- [EXCERPT PROVIDED]:

____

In December 2013, Grindhouse Releasing, in association with original rights holder Columbia/Sony, re-released the film with two different cuts, the original 110-minute Italian version, and a 95-minute "expanded US cut", which includes three scenes (which also appear in the Italian version) that were prepared for showing on television despite not being present in the original theatrical prints.

==Critical reception==
In a contemporary review, the Monthly Film Bulletin stated that "at least this makes for a variation on the familiar solitary superman theme, and the two protagonists are given time to create characters with some personality", noting that "the violence is on the whole less gratuitously excessive than usual; and though the plot tends to ramble, there are several impressively staged sequences to keep interest alive-in particular a manhunt with the wily Mexican pursued through cane fields by dogs and an army of trackers".

____

- [INFORMATION SHOWN]:
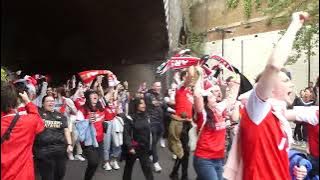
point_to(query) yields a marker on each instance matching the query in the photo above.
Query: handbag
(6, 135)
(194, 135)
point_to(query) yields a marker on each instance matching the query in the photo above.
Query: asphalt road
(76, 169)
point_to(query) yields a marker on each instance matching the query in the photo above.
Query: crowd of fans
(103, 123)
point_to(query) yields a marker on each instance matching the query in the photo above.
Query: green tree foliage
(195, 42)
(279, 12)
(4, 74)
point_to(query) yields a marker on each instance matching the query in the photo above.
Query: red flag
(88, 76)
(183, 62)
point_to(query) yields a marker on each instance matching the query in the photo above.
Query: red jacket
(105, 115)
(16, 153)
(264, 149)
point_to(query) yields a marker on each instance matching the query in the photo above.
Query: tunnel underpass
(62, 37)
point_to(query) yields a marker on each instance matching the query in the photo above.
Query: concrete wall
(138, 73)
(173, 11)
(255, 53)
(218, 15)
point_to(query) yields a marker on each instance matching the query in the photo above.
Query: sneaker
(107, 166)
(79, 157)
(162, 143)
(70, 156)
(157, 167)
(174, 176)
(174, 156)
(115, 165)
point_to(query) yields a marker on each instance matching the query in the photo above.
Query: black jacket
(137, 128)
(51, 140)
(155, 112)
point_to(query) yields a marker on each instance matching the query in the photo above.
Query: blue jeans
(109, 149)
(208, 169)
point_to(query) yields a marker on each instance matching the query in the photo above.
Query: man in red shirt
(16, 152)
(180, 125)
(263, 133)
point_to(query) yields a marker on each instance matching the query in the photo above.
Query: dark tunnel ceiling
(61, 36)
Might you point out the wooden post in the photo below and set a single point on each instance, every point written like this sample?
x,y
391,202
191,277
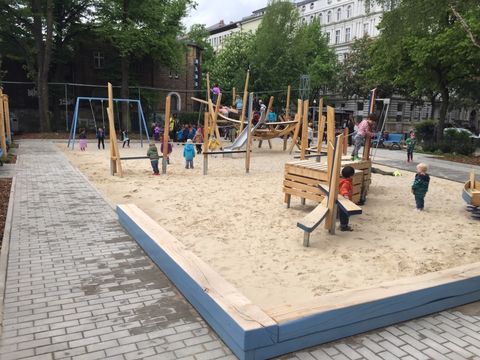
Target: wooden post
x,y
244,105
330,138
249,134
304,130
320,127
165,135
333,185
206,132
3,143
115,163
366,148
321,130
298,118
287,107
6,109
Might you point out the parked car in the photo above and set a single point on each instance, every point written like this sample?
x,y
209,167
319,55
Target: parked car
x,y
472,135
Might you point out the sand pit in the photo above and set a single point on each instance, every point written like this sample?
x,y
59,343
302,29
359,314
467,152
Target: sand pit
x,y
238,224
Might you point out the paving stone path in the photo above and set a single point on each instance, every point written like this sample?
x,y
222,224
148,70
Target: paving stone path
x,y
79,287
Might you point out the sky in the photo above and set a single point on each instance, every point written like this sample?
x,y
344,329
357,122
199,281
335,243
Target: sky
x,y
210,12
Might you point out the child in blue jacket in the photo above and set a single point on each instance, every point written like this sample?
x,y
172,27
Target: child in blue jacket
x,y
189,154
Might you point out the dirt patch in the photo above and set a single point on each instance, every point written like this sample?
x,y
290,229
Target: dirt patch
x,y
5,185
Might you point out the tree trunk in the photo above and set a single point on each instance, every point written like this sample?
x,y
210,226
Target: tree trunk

____

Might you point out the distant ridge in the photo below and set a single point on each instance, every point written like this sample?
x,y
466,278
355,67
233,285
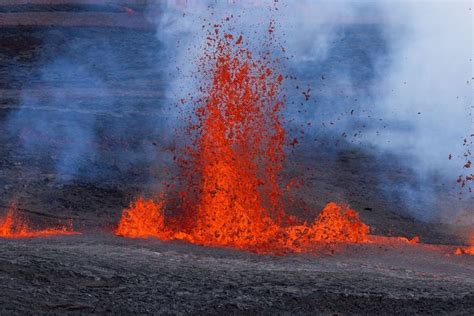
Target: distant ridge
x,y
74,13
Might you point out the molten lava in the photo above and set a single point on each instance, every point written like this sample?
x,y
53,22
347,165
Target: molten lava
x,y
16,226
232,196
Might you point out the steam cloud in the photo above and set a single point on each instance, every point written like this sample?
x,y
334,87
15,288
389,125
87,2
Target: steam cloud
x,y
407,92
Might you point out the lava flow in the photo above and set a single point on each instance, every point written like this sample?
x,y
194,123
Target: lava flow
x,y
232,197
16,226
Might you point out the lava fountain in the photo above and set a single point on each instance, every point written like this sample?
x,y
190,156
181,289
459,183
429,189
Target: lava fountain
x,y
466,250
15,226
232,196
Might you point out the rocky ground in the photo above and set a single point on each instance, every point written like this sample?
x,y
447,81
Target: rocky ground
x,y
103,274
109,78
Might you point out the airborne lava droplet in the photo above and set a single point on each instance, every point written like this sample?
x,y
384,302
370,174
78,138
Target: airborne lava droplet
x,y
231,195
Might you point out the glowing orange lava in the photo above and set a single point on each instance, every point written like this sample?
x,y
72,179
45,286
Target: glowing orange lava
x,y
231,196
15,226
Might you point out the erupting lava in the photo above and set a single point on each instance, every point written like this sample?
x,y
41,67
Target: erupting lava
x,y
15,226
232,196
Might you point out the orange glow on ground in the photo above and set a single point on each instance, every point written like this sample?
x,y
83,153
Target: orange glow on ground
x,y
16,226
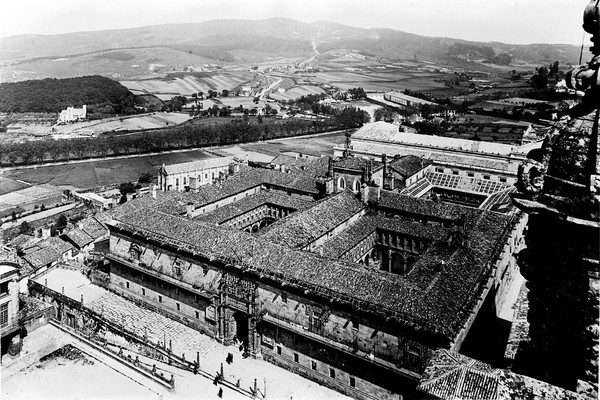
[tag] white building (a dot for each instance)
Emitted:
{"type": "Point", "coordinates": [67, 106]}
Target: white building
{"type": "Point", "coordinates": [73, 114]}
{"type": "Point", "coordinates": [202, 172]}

____

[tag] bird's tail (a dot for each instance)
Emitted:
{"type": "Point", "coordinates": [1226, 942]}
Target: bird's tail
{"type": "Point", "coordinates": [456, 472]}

____

- [EXERCISE INSTRUCTIONS]:
1. From the film excerpt, repeat the passage that begins at "In December 2013, Grindhouse" and stops after "original theatrical prints.".
2. Answer these questions about the film excerpt:
(a) How long is the original Italian version of the film?
(b) Which publication gave the contemporary review?
(c) Through what place is the Mexican pursued in the manhunt sequence?

- [ACTIVITY ANSWERS]:
1.
In December 2013, Grindhouse Releasing, in association with original rights holder Columbia/Sony, re-released the film with two different cuts, the original 110-minute Italian version, and a 95-minute "expanded US cut", which includes three scenes (which also appear in the Italian version) that were prepared for showing on television despite not being present in the original theatrical prints.

2.
(a) 110 minutes
(b) The Monthly Film Bulletin
(c) Through cane fields